Dataset entries:

□ □ □

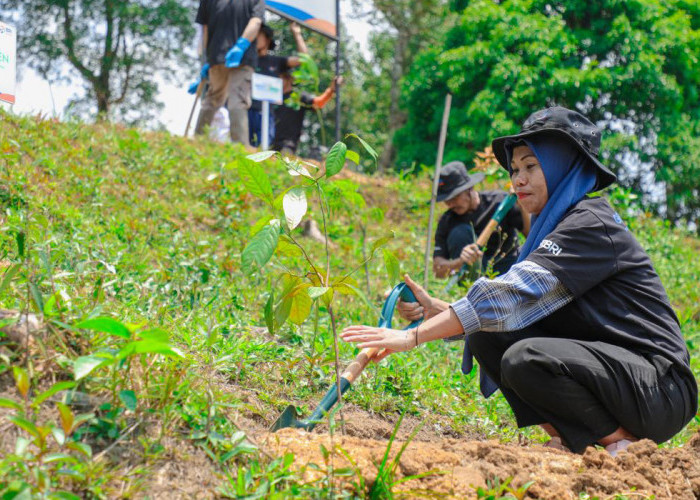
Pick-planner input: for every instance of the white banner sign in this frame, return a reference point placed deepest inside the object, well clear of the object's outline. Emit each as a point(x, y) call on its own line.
point(319, 15)
point(8, 62)
point(267, 88)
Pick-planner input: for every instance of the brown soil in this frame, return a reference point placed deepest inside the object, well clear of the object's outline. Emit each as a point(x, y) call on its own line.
point(642, 471)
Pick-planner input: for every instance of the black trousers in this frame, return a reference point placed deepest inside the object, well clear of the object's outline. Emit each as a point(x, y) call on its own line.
point(585, 390)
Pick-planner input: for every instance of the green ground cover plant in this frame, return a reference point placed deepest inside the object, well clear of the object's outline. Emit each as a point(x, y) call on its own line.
point(155, 337)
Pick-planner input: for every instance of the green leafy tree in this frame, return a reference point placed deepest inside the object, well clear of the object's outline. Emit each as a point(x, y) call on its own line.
point(631, 66)
point(117, 48)
point(405, 27)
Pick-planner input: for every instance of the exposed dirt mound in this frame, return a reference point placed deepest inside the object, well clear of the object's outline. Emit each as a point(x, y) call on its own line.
point(644, 469)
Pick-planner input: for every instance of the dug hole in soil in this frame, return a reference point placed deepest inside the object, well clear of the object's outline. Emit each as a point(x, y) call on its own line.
point(463, 465)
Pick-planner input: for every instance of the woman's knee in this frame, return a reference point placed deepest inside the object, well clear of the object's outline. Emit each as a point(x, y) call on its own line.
point(520, 360)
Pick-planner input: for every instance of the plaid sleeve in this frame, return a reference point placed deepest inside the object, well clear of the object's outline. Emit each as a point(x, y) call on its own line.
point(524, 295)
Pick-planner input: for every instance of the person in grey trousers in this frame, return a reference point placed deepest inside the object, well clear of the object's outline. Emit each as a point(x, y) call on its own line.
point(229, 28)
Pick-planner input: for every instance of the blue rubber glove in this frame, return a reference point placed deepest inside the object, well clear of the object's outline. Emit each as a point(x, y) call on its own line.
point(192, 89)
point(203, 75)
point(235, 54)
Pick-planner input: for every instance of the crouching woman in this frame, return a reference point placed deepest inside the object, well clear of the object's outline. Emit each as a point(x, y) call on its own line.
point(579, 335)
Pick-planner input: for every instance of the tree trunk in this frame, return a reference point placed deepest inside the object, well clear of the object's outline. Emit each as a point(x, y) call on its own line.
point(396, 117)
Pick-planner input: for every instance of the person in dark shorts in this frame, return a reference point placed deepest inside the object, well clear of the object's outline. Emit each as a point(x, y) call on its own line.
point(579, 335)
point(289, 122)
point(229, 30)
point(469, 211)
point(271, 65)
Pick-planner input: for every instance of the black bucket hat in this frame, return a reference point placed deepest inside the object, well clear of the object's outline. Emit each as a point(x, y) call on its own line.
point(454, 179)
point(270, 34)
point(560, 123)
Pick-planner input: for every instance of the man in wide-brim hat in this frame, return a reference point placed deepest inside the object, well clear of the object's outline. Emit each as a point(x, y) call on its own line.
point(469, 211)
point(579, 335)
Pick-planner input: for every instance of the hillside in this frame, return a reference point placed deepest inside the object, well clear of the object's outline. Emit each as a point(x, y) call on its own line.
point(150, 371)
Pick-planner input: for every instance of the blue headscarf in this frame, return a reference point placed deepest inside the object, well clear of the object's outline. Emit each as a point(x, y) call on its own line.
point(569, 176)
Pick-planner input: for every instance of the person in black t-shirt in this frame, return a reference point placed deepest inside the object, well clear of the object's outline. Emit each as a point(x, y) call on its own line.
point(229, 29)
point(469, 211)
point(271, 65)
point(579, 335)
point(289, 122)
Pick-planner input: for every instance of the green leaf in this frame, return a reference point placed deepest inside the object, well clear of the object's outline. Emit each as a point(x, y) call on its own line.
point(381, 242)
point(105, 325)
point(50, 306)
point(9, 276)
point(287, 248)
point(296, 169)
point(156, 335)
point(255, 228)
point(268, 312)
point(67, 418)
point(255, 180)
point(316, 291)
point(282, 310)
point(261, 247)
point(36, 296)
point(59, 457)
point(83, 448)
point(261, 156)
point(393, 268)
point(25, 425)
point(148, 347)
point(353, 156)
point(301, 304)
point(57, 387)
point(335, 160)
point(63, 495)
point(324, 292)
point(367, 147)
point(295, 206)
point(21, 380)
point(58, 435)
point(84, 365)
point(8, 403)
point(20, 238)
point(128, 397)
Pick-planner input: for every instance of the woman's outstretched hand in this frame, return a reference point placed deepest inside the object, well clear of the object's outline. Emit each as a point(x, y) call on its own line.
point(425, 308)
point(387, 340)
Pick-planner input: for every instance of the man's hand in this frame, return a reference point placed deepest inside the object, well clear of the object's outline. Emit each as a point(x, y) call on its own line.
point(204, 74)
point(192, 89)
point(337, 82)
point(235, 54)
point(425, 308)
point(470, 254)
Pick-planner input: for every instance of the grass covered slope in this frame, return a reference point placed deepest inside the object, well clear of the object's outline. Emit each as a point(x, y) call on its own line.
point(101, 222)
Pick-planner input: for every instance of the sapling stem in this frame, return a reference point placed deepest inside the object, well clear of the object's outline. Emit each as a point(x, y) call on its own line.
point(337, 367)
point(330, 307)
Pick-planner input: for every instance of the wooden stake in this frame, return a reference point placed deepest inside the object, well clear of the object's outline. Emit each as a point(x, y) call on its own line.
point(200, 88)
point(436, 180)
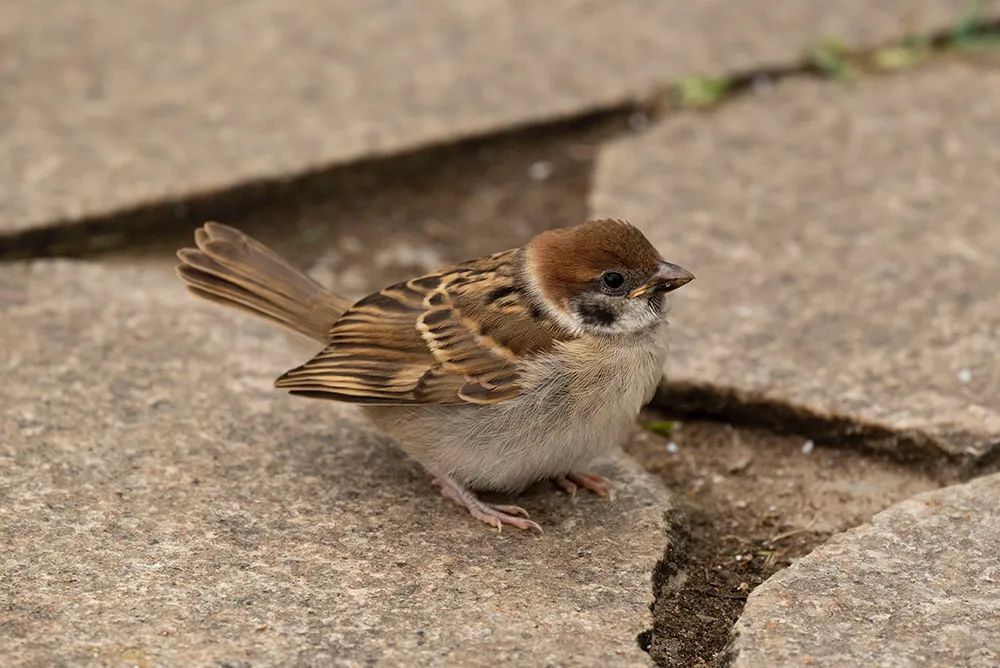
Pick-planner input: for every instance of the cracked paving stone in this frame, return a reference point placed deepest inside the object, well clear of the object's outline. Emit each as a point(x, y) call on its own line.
point(919, 586)
point(107, 106)
point(844, 239)
point(162, 504)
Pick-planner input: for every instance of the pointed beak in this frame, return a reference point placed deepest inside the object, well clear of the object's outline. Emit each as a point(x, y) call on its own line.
point(668, 278)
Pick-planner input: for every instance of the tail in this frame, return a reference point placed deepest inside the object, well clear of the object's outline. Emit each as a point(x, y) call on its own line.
point(233, 269)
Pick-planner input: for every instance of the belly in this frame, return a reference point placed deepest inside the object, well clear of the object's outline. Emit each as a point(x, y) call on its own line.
point(575, 406)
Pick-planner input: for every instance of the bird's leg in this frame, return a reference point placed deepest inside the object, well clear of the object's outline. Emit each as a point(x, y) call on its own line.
point(594, 483)
point(494, 514)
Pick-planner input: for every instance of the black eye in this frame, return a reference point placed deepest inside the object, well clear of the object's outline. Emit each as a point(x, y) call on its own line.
point(613, 280)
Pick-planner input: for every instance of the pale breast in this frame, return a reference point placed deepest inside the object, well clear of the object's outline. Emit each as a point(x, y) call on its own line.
point(577, 402)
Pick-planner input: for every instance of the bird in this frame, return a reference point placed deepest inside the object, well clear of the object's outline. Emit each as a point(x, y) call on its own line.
point(494, 373)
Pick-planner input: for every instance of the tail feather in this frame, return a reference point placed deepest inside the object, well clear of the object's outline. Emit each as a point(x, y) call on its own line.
point(236, 270)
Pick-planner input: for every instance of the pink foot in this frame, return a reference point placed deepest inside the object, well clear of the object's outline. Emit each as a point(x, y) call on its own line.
point(494, 514)
point(594, 483)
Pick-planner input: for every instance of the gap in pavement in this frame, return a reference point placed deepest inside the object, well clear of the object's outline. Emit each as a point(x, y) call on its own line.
point(747, 503)
point(751, 500)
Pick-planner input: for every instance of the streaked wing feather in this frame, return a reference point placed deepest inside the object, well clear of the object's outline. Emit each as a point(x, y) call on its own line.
point(451, 337)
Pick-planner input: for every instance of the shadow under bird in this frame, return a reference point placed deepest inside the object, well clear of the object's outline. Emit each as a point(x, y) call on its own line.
point(492, 373)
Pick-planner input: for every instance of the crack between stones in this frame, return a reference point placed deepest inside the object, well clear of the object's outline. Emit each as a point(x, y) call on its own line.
point(705, 401)
point(117, 230)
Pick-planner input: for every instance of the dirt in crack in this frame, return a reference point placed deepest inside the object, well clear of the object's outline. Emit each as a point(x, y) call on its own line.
point(751, 502)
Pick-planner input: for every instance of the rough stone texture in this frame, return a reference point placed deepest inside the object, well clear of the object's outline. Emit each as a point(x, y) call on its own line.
point(919, 586)
point(106, 105)
point(161, 504)
point(844, 240)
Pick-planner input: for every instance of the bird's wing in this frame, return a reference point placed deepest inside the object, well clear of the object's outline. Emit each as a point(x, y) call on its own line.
point(452, 337)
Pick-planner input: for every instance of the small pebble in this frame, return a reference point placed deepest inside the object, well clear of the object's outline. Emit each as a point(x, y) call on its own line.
point(638, 121)
point(540, 171)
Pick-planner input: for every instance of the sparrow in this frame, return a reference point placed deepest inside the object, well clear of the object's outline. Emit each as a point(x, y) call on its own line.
point(493, 373)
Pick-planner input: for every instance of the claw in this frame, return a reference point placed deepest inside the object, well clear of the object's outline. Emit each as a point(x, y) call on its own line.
point(494, 514)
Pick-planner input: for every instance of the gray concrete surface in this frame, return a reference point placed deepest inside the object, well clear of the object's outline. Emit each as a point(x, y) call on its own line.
point(919, 586)
point(161, 504)
point(106, 105)
point(844, 240)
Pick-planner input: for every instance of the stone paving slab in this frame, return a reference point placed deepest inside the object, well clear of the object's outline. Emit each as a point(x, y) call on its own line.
point(845, 243)
point(919, 586)
point(161, 504)
point(106, 105)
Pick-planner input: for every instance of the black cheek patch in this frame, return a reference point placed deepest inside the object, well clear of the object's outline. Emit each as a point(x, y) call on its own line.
point(656, 302)
point(596, 314)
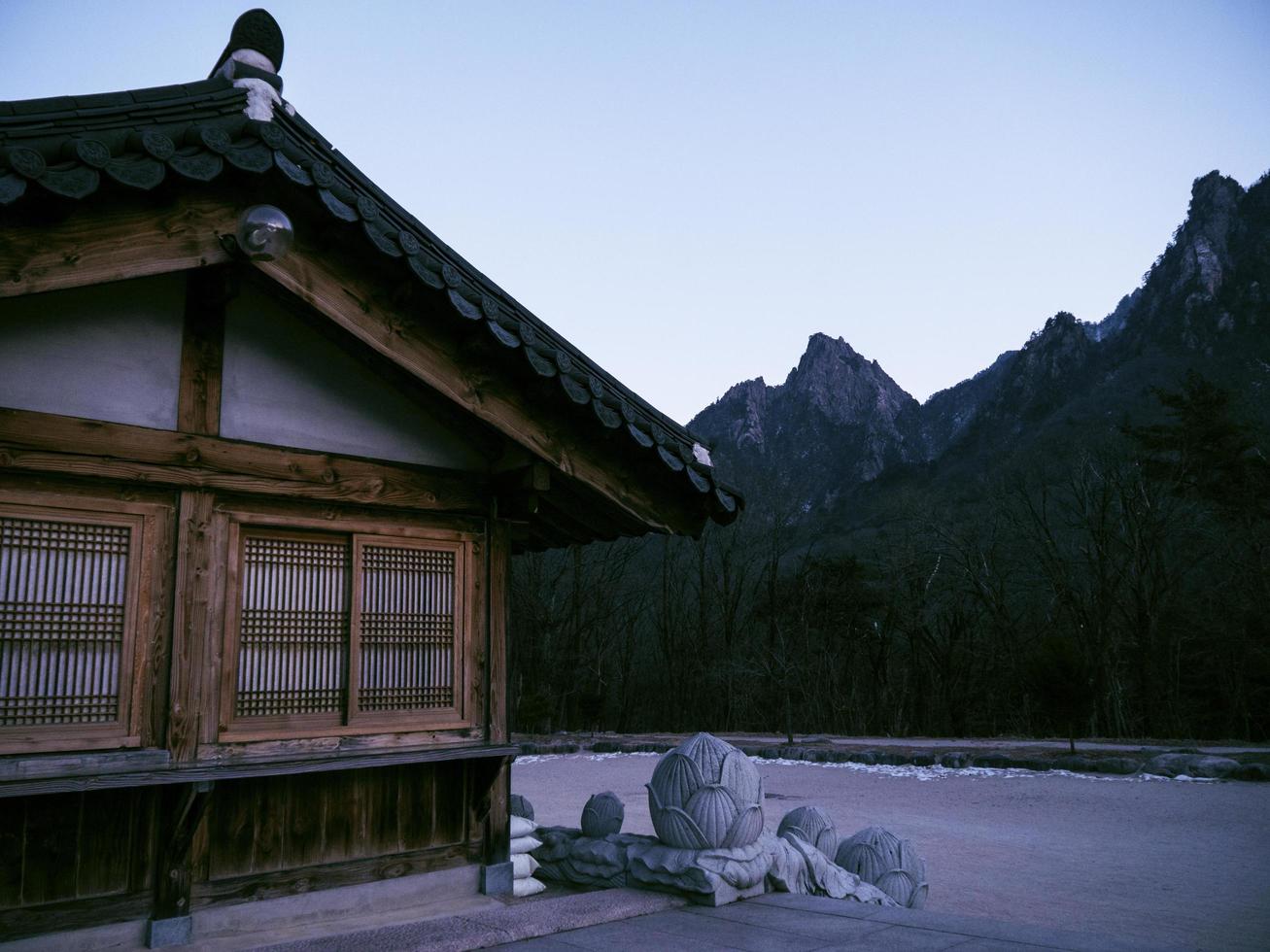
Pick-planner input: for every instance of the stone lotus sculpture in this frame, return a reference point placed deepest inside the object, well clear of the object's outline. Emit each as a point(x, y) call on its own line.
point(602, 815)
point(811, 825)
point(892, 865)
point(706, 795)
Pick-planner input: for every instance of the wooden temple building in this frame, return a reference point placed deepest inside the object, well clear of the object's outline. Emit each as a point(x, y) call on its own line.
point(267, 447)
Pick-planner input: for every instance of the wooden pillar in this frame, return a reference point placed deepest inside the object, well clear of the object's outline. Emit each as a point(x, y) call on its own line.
point(181, 812)
point(198, 570)
point(202, 348)
point(496, 873)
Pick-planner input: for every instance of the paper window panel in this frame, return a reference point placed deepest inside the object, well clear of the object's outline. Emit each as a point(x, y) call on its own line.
point(406, 626)
point(293, 628)
point(64, 621)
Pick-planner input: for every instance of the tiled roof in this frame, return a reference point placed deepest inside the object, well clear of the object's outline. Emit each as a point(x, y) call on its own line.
point(71, 148)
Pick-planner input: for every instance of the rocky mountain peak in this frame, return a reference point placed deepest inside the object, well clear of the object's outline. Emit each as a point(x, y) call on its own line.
point(1058, 348)
point(1204, 239)
point(844, 386)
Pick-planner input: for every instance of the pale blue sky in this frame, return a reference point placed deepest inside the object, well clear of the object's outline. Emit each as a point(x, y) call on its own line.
point(687, 190)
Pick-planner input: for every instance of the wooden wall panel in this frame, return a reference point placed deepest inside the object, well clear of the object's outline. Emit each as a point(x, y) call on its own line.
point(288, 823)
point(62, 847)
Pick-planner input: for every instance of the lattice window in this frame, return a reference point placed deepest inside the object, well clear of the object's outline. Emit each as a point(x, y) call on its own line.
point(293, 628)
point(352, 631)
point(406, 629)
point(66, 591)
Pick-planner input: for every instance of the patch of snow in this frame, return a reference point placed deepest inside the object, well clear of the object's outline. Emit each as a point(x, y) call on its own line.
point(923, 774)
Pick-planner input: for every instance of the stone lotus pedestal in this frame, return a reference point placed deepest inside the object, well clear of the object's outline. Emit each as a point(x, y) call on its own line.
point(569, 856)
point(711, 877)
point(706, 803)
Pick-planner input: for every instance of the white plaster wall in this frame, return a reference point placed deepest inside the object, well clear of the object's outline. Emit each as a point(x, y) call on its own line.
point(110, 352)
point(286, 385)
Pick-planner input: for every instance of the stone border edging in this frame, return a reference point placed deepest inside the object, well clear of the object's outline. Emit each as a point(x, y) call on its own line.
point(1165, 765)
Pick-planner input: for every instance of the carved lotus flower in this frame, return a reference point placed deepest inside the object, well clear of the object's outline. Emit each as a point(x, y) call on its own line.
point(811, 825)
point(706, 795)
point(602, 815)
point(883, 860)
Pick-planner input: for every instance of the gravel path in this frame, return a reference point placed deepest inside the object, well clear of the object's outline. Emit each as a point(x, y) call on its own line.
point(1161, 861)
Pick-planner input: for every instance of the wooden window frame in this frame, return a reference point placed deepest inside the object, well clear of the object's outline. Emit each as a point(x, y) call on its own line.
point(144, 524)
point(348, 723)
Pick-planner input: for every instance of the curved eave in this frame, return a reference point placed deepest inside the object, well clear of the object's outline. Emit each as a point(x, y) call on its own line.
point(69, 149)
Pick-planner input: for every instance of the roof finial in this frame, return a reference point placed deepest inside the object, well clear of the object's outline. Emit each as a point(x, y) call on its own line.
point(252, 60)
point(257, 32)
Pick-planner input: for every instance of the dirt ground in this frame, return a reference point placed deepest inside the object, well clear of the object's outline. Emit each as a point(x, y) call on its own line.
point(1170, 862)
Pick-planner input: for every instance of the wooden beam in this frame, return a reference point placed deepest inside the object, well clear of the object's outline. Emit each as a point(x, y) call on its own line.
point(318, 762)
point(95, 245)
point(498, 595)
point(36, 442)
point(199, 576)
point(404, 331)
point(202, 349)
point(183, 810)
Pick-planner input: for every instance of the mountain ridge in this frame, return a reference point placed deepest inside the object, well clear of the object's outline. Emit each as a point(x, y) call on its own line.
point(839, 421)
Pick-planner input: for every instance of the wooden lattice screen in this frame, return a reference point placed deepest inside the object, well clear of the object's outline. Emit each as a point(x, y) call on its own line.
point(293, 628)
point(355, 629)
point(64, 620)
point(406, 629)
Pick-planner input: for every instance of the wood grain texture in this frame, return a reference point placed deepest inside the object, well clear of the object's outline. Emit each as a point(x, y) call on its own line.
point(202, 351)
point(182, 811)
point(269, 824)
point(74, 914)
point(57, 848)
point(197, 562)
point(324, 762)
point(96, 244)
point(49, 443)
point(499, 605)
point(401, 333)
point(310, 878)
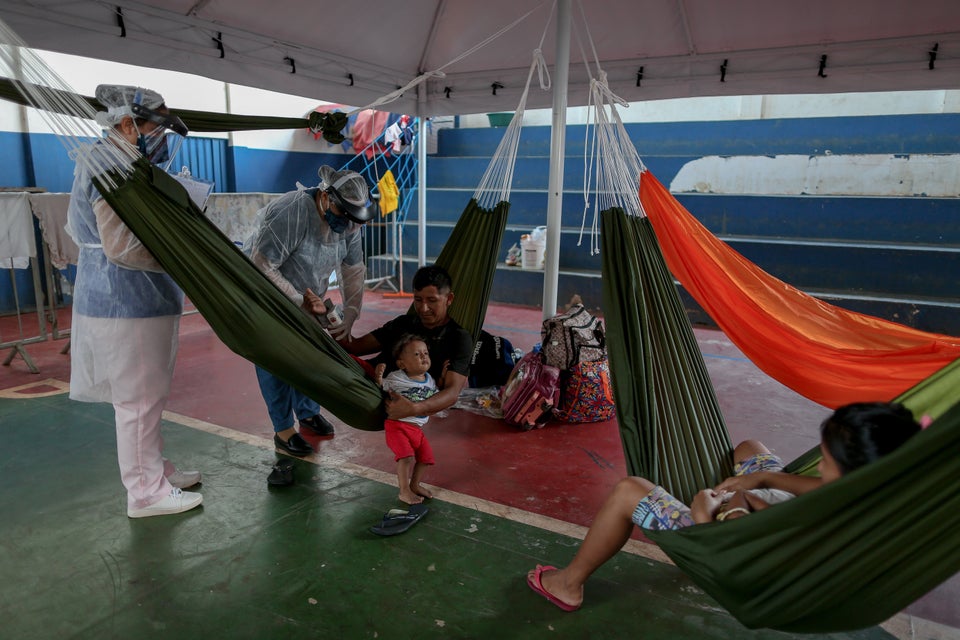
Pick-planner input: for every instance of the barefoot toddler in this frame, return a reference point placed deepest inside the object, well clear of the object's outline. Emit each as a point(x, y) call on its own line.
point(405, 437)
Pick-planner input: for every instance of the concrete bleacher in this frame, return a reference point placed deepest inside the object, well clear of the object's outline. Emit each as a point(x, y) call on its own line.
point(894, 256)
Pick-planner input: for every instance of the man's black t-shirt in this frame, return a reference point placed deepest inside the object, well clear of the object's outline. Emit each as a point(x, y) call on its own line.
point(449, 341)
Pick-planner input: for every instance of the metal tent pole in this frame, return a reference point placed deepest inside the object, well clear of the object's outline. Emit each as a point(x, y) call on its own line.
point(558, 133)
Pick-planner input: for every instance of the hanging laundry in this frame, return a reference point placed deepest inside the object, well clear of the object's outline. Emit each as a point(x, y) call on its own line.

□ □ □

__TASK TO CARRY OUT__.
Rewrite the records from the line containing "Pick-planner input: for every instance of the metal" through the end of the records, inclusive, swapping "reference point" for "anchor point" and keeping everything else unchanged.

__ANSWER IN FULL__.
Pick-planner input: for every instance of the metal tent pole in this frame, return a anchor point placed deepest inside the object, well clear of the object's outline. Emit each as a point(x, y) call on its own line.
point(558, 133)
Pick-planner input: for every instance of the hanging laundry in this frame, return a anchor point placed deepest inside the object, well clear of the object's outline. Emit each as a point(x, y) call on its own line.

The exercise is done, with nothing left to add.